===== INPUT MATERIAL =====

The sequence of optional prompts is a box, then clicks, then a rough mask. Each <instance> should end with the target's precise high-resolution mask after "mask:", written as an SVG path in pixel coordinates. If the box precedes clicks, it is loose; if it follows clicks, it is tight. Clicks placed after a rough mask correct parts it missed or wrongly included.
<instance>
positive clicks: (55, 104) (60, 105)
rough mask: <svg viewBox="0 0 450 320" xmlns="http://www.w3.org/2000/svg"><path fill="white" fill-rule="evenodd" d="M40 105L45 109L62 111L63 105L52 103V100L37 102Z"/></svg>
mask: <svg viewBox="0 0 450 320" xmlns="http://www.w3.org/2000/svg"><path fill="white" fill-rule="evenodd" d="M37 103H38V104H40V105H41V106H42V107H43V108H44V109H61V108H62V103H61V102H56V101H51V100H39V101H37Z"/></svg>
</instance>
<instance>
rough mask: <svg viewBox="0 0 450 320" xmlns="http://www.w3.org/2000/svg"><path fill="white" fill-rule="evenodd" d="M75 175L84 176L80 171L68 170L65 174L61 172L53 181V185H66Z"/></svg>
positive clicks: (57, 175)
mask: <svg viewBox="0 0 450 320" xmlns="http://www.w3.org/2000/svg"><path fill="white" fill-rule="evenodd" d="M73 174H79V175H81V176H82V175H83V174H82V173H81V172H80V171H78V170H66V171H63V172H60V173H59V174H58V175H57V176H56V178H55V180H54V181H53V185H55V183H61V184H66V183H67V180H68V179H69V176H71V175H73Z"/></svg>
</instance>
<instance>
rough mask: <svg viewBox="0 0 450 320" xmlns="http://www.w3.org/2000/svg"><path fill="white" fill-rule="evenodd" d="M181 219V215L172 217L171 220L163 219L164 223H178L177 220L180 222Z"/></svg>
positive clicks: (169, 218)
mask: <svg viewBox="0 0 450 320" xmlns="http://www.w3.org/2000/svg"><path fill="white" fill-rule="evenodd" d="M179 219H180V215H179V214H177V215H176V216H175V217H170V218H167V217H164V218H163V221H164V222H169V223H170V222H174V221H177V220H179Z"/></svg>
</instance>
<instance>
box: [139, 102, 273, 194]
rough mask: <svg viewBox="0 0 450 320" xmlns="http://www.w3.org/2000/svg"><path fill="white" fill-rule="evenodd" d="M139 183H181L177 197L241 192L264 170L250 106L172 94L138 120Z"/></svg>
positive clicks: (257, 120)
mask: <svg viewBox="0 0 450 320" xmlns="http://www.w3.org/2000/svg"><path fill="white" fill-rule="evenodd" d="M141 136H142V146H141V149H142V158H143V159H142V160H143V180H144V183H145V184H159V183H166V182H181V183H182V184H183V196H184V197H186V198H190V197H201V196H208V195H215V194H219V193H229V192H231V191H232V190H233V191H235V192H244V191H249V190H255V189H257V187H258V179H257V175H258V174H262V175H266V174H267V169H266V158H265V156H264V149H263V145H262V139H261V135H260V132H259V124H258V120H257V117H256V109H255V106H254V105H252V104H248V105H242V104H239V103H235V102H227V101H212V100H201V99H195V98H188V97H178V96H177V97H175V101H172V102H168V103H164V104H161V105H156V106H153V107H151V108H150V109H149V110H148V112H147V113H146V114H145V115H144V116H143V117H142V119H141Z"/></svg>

=====

**TASK TO COMPLETE**
Every line from the line containing "positive clicks: (57, 175)" through the line containing "219V215L172 217L171 220L163" in the records above must be retyped exactly. Leave out the rest.

**SOLVED PROBLEM**
positive clicks: (57, 175)
mask: <svg viewBox="0 0 450 320" xmlns="http://www.w3.org/2000/svg"><path fill="white" fill-rule="evenodd" d="M73 174H79V175H81V176H82V175H83V174H82V173H81V172H80V171H78V170H66V171H63V172H60V173H59V174H58V175H57V176H56V178H55V180H54V181H53V185H55V183H61V184H66V183H67V180H68V179H69V176H71V175H73Z"/></svg>
</instance>
<instance>
rough mask: <svg viewBox="0 0 450 320" xmlns="http://www.w3.org/2000/svg"><path fill="white" fill-rule="evenodd" d="M181 219V215L172 217L171 220L163 219L164 223H178L177 220L180 222Z"/></svg>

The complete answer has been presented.